• [Work instructions]: Please say how many lines in the rows below contain the string "item". Case counts, and the answer should be only the number.

# Start of Provided information

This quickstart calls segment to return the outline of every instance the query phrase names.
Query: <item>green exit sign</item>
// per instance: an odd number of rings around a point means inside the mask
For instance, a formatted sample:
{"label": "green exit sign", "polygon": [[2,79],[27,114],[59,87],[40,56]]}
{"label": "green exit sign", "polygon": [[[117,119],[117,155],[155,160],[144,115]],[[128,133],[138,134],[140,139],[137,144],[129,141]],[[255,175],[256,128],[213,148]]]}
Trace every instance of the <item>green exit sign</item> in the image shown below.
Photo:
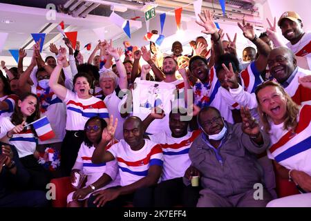
{"label": "green exit sign", "polygon": [[147,10],[146,12],[144,12],[144,17],[146,19],[146,21],[150,20],[151,19],[156,17],[156,8],[153,8],[149,10]]}

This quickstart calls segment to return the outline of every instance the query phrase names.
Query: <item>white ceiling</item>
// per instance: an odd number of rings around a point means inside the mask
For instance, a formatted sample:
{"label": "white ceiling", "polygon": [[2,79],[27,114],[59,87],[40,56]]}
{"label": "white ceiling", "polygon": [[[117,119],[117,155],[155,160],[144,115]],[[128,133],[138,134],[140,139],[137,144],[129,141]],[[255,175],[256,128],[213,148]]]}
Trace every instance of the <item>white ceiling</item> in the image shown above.
{"label": "white ceiling", "polygon": [[[12,1],[6,1],[10,3]],[[15,1],[16,2],[19,1]],[[57,0],[58,2],[66,2],[65,0]],[[119,13],[125,19],[130,19],[135,16],[143,15],[141,12],[141,6],[140,3],[142,1],[131,1],[129,0],[116,0],[116,1],[105,1],[105,2],[120,2],[124,6],[128,8],[128,10],[124,13]],[[206,8],[210,8],[212,5],[211,0],[205,0],[203,6]],[[234,4],[239,3],[245,4],[250,0],[234,0],[229,1],[231,4],[227,6],[226,10],[228,10],[228,18],[223,19],[220,17],[217,19],[221,28],[225,28],[225,30],[230,35],[233,36],[235,32],[239,33],[239,29],[236,27],[236,19],[245,16],[245,18],[252,21],[254,18],[257,19],[255,16],[249,16],[249,12],[245,8],[239,8]],[[105,37],[107,39],[112,39],[115,45],[121,46],[124,39],[129,39],[124,31],[119,27],[111,23],[108,17],[110,15],[102,15],[101,10],[98,10],[96,14],[98,15],[88,15],[86,18],[73,17],[71,15],[63,13],[57,13],[56,19],[54,21],[48,21],[46,17],[48,12],[47,9],[42,8],[45,3],[50,2],[56,2],[55,1],[35,0],[29,1],[19,1],[18,3],[31,6],[32,7],[26,7],[12,4],[0,3],[0,32],[8,32],[8,37],[6,42],[4,48],[0,54],[0,60],[5,60],[8,66],[16,66],[17,63],[8,52],[10,49],[19,49],[21,47],[26,48],[28,52],[28,57],[25,59],[24,65],[27,66],[30,61],[32,55],[31,47],[34,44],[31,33],[39,32],[44,28],[46,28],[43,32],[46,33],[45,45],[44,46],[43,57],[50,55],[48,46],[50,43],[54,43],[57,46],[64,45],[62,39],[61,34],[58,33],[58,30],[55,28],[61,21],[65,21],[66,31],[77,31],[77,39],[81,42],[82,48],[88,43],[93,43],[92,47],[95,46],[98,37],[96,36],[93,29],[97,28],[106,27],[107,32],[105,33]],[[180,41],[184,45],[186,45],[190,40],[195,39],[197,36],[202,35],[200,30],[202,28],[194,23],[195,15],[194,12],[193,6],[185,7],[182,11],[182,27],[185,30],[182,35],[176,35],[176,26],[175,23],[175,17],[173,9],[176,6],[182,6],[187,3],[192,3],[192,0],[157,0],[156,3],[158,5],[156,8],[157,13],[167,12],[167,20],[164,25],[164,30],[163,35],[166,37],[161,48],[164,51],[169,50],[171,43],[175,40]],[[221,9],[218,4],[213,5],[216,12],[220,14]],[[243,7],[242,7],[243,8]],[[131,10],[130,10],[131,8]],[[106,14],[106,13],[105,13]],[[9,24],[1,22],[2,20],[10,20],[13,22]],[[160,30],[158,16],[151,20],[149,30],[157,29]],[[140,21],[143,21],[143,19]],[[140,21],[130,21],[131,30],[132,38],[130,39],[133,45],[141,46],[144,44],[149,44],[146,41],[143,40],[143,37],[147,32],[146,24],[144,22]],[[256,20],[258,22],[260,29],[261,20]],[[249,44],[243,37],[238,41],[238,46],[241,47]],[[84,55],[84,60],[86,60],[90,52],[85,49],[82,50]]]}

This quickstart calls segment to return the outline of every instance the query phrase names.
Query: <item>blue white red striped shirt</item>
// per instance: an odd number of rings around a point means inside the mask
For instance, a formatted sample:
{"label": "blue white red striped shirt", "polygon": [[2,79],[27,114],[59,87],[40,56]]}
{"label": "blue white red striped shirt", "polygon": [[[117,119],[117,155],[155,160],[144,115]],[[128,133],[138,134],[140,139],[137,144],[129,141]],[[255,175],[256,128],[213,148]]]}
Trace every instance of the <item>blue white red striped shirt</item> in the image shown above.
{"label": "blue white red striped shirt", "polygon": [[88,99],[81,99],[77,93],[67,90],[64,102],[67,106],[67,131],[84,130],[85,123],[92,117],[109,117],[105,103],[93,96]]}
{"label": "blue white red striped shirt", "polygon": [[288,169],[303,171],[311,175],[311,106],[304,105],[299,113],[294,131],[283,129],[283,124],[272,124],[272,145],[267,151],[270,159]]}
{"label": "blue white red striped shirt", "polygon": [[171,134],[162,132],[149,135],[150,140],[161,144],[163,151],[163,172],[161,181],[182,177],[191,164],[189,150],[200,131],[188,132],[182,137],[173,137]]}
{"label": "blue white red striped shirt", "polygon": [[138,151],[133,151],[124,140],[108,150],[117,159],[121,186],[131,184],[146,177],[151,166],[162,166],[161,146],[149,140],[145,139],[144,142],[144,146]]}
{"label": "blue white red striped shirt", "polygon": [[0,117],[10,117],[14,111],[15,103],[19,97],[15,95],[6,95],[0,97],[0,102],[4,102],[8,104],[9,108],[8,110],[0,110]]}

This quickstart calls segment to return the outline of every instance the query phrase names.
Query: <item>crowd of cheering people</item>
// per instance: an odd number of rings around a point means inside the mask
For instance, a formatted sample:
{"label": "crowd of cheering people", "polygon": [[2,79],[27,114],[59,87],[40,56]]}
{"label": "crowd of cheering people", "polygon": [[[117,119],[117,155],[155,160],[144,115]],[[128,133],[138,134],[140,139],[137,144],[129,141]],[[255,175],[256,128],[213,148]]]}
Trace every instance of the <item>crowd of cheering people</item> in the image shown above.
{"label": "crowd of cheering people", "polygon": [[[286,12],[260,36],[243,20],[226,41],[209,10],[200,18],[211,46],[194,37],[191,55],[175,41],[172,55],[151,42],[124,56],[105,40],[84,63],[64,38],[44,60],[37,42],[25,70],[23,49],[17,68],[1,61],[0,206],[49,206],[46,185],[68,176],[69,207],[311,206],[311,32]],[[241,34],[256,50],[237,55]],[[44,116],[55,135],[41,141],[32,123]],[[276,174],[300,194],[278,198]]]}

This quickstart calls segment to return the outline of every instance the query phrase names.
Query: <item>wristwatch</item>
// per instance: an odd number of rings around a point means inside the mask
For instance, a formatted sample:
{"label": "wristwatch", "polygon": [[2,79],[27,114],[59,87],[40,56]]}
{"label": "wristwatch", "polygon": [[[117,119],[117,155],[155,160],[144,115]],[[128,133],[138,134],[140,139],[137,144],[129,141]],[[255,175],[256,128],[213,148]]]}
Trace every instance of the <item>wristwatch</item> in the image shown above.
{"label": "wristwatch", "polygon": [[96,188],[92,184],[90,185],[90,187],[92,189],[92,192],[94,192],[96,189]]}
{"label": "wristwatch", "polygon": [[257,39],[258,39],[258,36],[257,36],[257,35],[255,35],[255,37],[254,38],[254,39],[250,40],[250,41],[254,43],[256,41],[256,40],[257,40]]}
{"label": "wristwatch", "polygon": [[10,167],[8,166],[7,167],[7,169],[8,170],[10,170],[10,169],[13,169],[13,168],[15,168],[16,166],[15,162],[14,160],[11,160],[11,164],[12,164],[11,166],[10,166]]}

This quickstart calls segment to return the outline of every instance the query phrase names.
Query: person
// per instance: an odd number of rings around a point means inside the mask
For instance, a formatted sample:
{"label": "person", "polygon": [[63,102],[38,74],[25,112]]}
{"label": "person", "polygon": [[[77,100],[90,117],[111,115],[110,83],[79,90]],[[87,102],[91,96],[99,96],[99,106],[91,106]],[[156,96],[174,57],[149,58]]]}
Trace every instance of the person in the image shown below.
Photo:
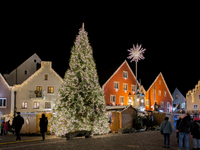
{"label": "person", "polygon": [[7,121],[4,123],[3,130],[4,130],[4,134],[7,135],[8,134],[8,122]]}
{"label": "person", "polygon": [[42,118],[40,118],[40,133],[42,134],[43,141],[45,139],[45,132],[47,132],[47,125],[48,125],[47,117],[45,117],[45,114],[42,114]]}
{"label": "person", "polygon": [[[183,116],[179,116],[177,123],[176,123],[176,129],[178,129],[180,123],[182,122]],[[177,143],[179,144],[179,132],[176,130],[176,138],[177,138]],[[183,145],[184,145],[184,140],[183,140]]]}
{"label": "person", "polygon": [[[168,121],[169,118],[165,117],[165,120],[161,123],[160,132],[164,135],[164,147],[170,147],[170,134],[172,133],[172,124]],[[168,144],[166,145],[166,141]]]}
{"label": "person", "polygon": [[3,127],[4,127],[4,123],[1,122],[1,135],[3,135]]}
{"label": "person", "polygon": [[194,149],[200,149],[200,121],[198,117],[194,117],[191,135],[193,137]]}
{"label": "person", "polygon": [[17,116],[13,119],[13,126],[15,127],[16,132],[16,141],[21,140],[20,138],[20,130],[22,125],[24,124],[24,118],[20,115],[20,112],[17,112]]}
{"label": "person", "polygon": [[185,148],[189,150],[189,134],[191,130],[192,122],[189,113],[186,113],[182,119],[182,122],[178,126],[177,132],[179,132],[179,149],[182,149],[183,139],[185,141]]}

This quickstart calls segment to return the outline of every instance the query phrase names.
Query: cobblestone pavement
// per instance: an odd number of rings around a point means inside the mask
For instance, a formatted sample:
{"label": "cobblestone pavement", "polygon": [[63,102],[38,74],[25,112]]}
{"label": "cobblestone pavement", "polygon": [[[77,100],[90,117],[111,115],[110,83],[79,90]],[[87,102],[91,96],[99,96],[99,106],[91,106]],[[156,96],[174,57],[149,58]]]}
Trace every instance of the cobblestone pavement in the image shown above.
{"label": "cobblestone pavement", "polygon": [[[9,136],[9,135],[8,135]],[[10,135],[10,138],[14,136]],[[1,137],[0,137],[1,138]],[[9,138],[9,137],[8,137]],[[21,142],[3,143],[0,141],[0,150],[165,150],[163,136],[159,131],[146,131],[128,134],[109,134],[93,136],[92,138],[75,138],[67,141],[65,138],[47,136],[41,141],[41,137],[24,137]],[[32,140],[31,140],[32,139]],[[170,149],[176,150],[175,131],[171,135]],[[192,139],[190,138],[190,149]],[[183,148],[185,150],[185,148]]]}

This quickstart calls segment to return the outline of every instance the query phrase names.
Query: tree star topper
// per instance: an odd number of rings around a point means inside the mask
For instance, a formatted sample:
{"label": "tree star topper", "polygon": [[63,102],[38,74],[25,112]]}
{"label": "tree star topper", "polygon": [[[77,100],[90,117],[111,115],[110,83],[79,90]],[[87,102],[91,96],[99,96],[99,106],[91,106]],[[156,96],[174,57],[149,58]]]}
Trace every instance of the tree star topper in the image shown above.
{"label": "tree star topper", "polygon": [[144,59],[144,56],[143,56],[143,53],[146,49],[142,48],[142,44],[140,45],[134,45],[133,44],[133,48],[131,48],[130,50],[128,50],[130,53],[129,53],[129,56],[127,57],[128,59],[132,59],[132,61],[137,61],[140,60],[140,59]]}

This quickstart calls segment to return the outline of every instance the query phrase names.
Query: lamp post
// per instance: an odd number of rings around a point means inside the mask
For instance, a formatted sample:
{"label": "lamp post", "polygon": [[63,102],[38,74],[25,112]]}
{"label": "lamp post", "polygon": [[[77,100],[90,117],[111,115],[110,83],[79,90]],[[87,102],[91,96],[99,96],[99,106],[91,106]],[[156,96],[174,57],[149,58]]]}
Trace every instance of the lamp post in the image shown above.
{"label": "lamp post", "polygon": [[[139,60],[144,59],[143,53],[146,49],[142,48],[142,45],[134,45],[133,48],[129,49],[128,51],[129,56],[128,59],[131,59],[130,62],[135,61],[135,74],[136,74],[136,85],[135,85],[135,95],[134,95],[134,107],[139,108],[140,107],[140,94],[137,93],[137,63]],[[139,99],[139,100],[138,100]]]}

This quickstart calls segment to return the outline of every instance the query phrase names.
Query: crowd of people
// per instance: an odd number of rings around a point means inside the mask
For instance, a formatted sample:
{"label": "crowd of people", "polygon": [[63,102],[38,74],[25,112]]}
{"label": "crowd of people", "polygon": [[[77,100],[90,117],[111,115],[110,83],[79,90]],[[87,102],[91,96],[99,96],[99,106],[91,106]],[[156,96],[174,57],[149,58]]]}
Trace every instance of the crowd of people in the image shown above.
{"label": "crowd of people", "polygon": [[[13,122],[12,122],[12,126],[10,125],[10,120],[8,120],[7,122],[2,121],[1,122],[1,135],[7,135],[8,131],[12,131],[13,134],[15,132],[16,134],[16,141],[17,140],[21,140],[20,137],[20,131],[21,128],[24,124],[24,118],[20,115],[20,112],[17,112],[17,116],[14,117]],[[48,119],[47,117],[45,117],[45,114],[42,114],[42,118],[40,118],[40,122],[39,122],[39,126],[40,126],[40,133],[42,135],[42,140],[45,139],[45,132],[47,132],[47,125],[48,125]]]}
{"label": "crowd of people", "polygon": [[[170,147],[170,134],[172,133],[172,124],[168,121],[169,118],[161,123],[160,132],[164,136],[164,147]],[[186,113],[184,116],[179,116],[176,124],[176,137],[178,149],[181,150],[185,145],[186,150],[189,150],[189,136],[193,138],[193,149],[200,150],[200,120],[199,117],[191,119],[190,114]]]}

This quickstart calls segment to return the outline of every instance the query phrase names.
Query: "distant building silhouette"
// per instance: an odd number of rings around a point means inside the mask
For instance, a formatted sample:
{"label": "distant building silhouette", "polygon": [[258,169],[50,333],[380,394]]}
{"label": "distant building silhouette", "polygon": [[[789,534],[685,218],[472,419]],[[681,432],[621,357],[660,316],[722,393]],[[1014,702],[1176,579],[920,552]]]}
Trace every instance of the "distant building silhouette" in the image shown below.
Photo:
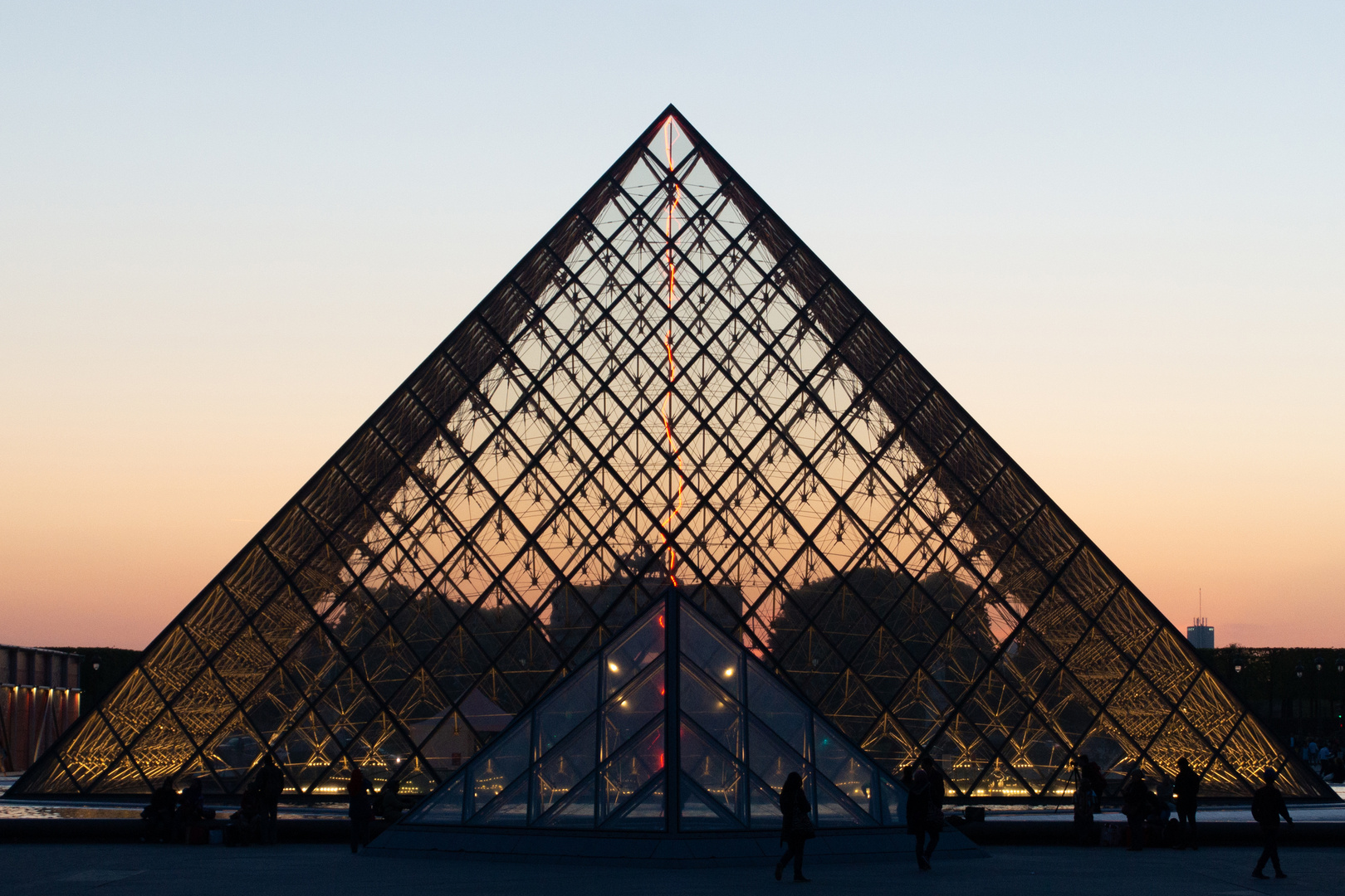
{"label": "distant building silhouette", "polygon": [[1197,650],[1213,650],[1215,649],[1215,626],[1209,625],[1209,619],[1205,617],[1196,617],[1193,619],[1196,625],[1186,626],[1186,639],[1190,641],[1190,646]]}

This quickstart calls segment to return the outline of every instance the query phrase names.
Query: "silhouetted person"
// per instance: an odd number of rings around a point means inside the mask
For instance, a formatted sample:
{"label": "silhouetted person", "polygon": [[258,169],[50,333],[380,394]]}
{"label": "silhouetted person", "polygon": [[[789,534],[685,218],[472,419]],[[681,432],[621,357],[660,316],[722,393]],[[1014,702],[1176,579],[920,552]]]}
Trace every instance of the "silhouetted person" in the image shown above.
{"label": "silhouetted person", "polygon": [[378,797],[374,798],[375,815],[387,822],[402,817],[402,813],[410,807],[410,801],[398,793],[401,787],[402,782],[391,778],[379,789]]}
{"label": "silhouetted person", "polygon": [[[943,775],[929,759],[911,775],[907,832],[916,836],[916,865],[920,870],[929,870],[929,857],[933,856],[939,834],[943,832]],[[925,834],[929,836],[928,846]]]}
{"label": "silhouetted person", "polygon": [[145,833],[143,840],[148,844],[157,844],[172,840],[174,810],[178,807],[178,791],[174,790],[172,778],[164,778],[164,783],[149,795],[149,805],[145,806],[140,817],[145,819]]}
{"label": "silhouetted person", "polygon": [[1084,785],[1093,794],[1093,811],[1102,811],[1102,798],[1107,793],[1107,778],[1088,754],[1079,754],[1079,772]]}
{"label": "silhouetted person", "polygon": [[261,797],[264,842],[276,842],[276,819],[280,815],[280,794],[285,790],[285,772],[280,770],[270,754],[261,760],[257,770],[257,787]]}
{"label": "silhouetted person", "polygon": [[1075,842],[1087,846],[1092,842],[1093,832],[1093,793],[1092,786],[1084,779],[1080,767],[1087,756],[1081,756],[1075,768],[1079,771],[1075,779]]}
{"label": "silhouetted person", "polygon": [[1196,794],[1200,793],[1200,776],[1192,771],[1186,756],[1177,760],[1177,778],[1173,780],[1173,802],[1177,803],[1177,823],[1181,825],[1181,842],[1177,849],[1198,849],[1196,846]]}
{"label": "silhouetted person", "polygon": [[1275,774],[1274,768],[1266,770],[1266,786],[1252,795],[1252,818],[1262,829],[1262,857],[1256,860],[1256,868],[1252,870],[1252,877],[1266,879],[1266,861],[1268,860],[1275,865],[1275,877],[1289,877],[1284,870],[1279,866],[1279,817],[1283,815],[1284,821],[1290,825],[1294,819],[1289,817],[1289,807],[1284,806],[1284,798],[1275,790]]}
{"label": "silhouetted person", "polygon": [[285,772],[280,770],[270,754],[266,754],[266,758],[261,760],[257,783],[261,786],[261,801],[266,817],[274,822],[280,814],[280,794],[285,790]]}
{"label": "silhouetted person", "polygon": [[803,876],[803,844],[816,837],[816,827],[812,825],[812,819],[808,818],[810,811],[812,811],[812,806],[808,805],[808,798],[803,795],[803,778],[799,776],[799,772],[791,771],[790,776],[784,779],[784,787],[780,789],[780,814],[784,817],[780,822],[780,842],[787,844],[788,849],[784,850],[784,856],[780,856],[780,861],[775,864],[776,880],[784,876],[784,866],[792,858],[794,883],[812,883]]}
{"label": "silhouetted person", "polygon": [[262,826],[266,821],[266,805],[261,791],[261,782],[256,778],[247,783],[242,798],[238,801],[238,811],[229,817],[225,827],[225,844],[234,846],[247,846],[262,841]]}
{"label": "silhouetted person", "polygon": [[350,801],[350,852],[358,853],[369,844],[369,823],[374,821],[374,805],[369,801],[369,785],[359,768],[350,772],[346,782],[346,798]]}
{"label": "silhouetted person", "polygon": [[1145,772],[1135,768],[1126,786],[1120,789],[1120,813],[1130,822],[1130,852],[1138,853],[1145,848],[1145,819],[1157,802],[1145,783]]}

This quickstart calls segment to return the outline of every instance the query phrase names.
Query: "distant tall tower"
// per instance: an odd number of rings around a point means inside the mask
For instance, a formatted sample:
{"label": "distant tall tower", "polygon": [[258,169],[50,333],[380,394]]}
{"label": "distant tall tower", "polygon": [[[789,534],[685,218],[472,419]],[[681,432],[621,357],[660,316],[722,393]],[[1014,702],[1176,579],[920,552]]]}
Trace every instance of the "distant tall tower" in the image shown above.
{"label": "distant tall tower", "polygon": [[1205,617],[1196,617],[1196,625],[1186,626],[1186,639],[1193,647],[1215,649],[1215,626]]}
{"label": "distant tall tower", "polygon": [[1196,625],[1186,626],[1186,639],[1190,641],[1190,646],[1193,647],[1213,650],[1215,626],[1209,625],[1209,619],[1205,618],[1205,590],[1201,588],[1197,594],[1200,595],[1200,615],[1192,619]]}

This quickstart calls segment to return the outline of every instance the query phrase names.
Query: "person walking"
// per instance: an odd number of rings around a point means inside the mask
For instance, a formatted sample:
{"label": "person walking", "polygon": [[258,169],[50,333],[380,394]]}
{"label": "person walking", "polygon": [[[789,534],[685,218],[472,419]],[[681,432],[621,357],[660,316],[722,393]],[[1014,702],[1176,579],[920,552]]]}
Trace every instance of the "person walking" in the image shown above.
{"label": "person walking", "polygon": [[1267,860],[1275,865],[1275,877],[1289,877],[1279,866],[1279,817],[1283,815],[1290,825],[1294,823],[1294,819],[1289,817],[1284,798],[1275,789],[1275,778],[1278,778],[1275,770],[1267,768],[1264,778],[1266,786],[1252,795],[1252,818],[1262,829],[1262,857],[1256,860],[1252,877],[1268,880],[1266,877]]}
{"label": "person walking", "polygon": [[780,856],[780,861],[775,864],[776,880],[784,876],[784,866],[792,858],[794,883],[812,883],[803,876],[803,844],[818,836],[812,819],[808,818],[810,811],[812,811],[812,806],[808,803],[808,798],[803,795],[803,778],[799,772],[791,771],[790,776],[784,779],[784,787],[780,790],[780,815],[783,815],[780,822],[780,842],[787,844],[788,849],[784,850],[784,856]]}
{"label": "person walking", "polygon": [[262,841],[276,842],[276,818],[280,814],[280,794],[285,790],[285,772],[280,770],[270,754],[261,760],[257,771],[257,786],[262,803]]}
{"label": "person walking", "polygon": [[1145,772],[1139,767],[1130,772],[1130,780],[1120,789],[1120,814],[1130,822],[1130,846],[1132,853],[1145,848],[1145,818],[1153,810],[1154,795],[1145,783]]}
{"label": "person walking", "polygon": [[374,803],[369,799],[369,785],[359,768],[350,772],[346,797],[350,801],[350,852],[358,853],[360,846],[369,845],[369,825],[374,821]]}
{"label": "person walking", "polygon": [[[921,766],[921,771],[924,772],[921,786],[924,787],[925,817],[921,833],[916,834],[916,858],[921,870],[929,870],[932,868],[929,858],[933,856],[933,848],[939,845],[939,834],[943,833],[943,775],[928,756]],[[920,846],[925,834],[929,836],[929,845],[921,852]]]}
{"label": "person walking", "polygon": [[[904,775],[902,775],[904,778]],[[911,775],[907,797],[907,833],[916,836],[916,866],[929,870],[929,856],[939,844],[943,830],[943,778],[928,759]],[[925,848],[925,834],[929,846]]]}
{"label": "person walking", "polygon": [[1181,842],[1177,849],[1200,849],[1196,845],[1196,794],[1200,793],[1200,776],[1192,770],[1186,756],[1177,760],[1177,778],[1173,780],[1173,802],[1177,803],[1177,823],[1181,825]]}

# End of Provided information

• [Solved exercise]: 10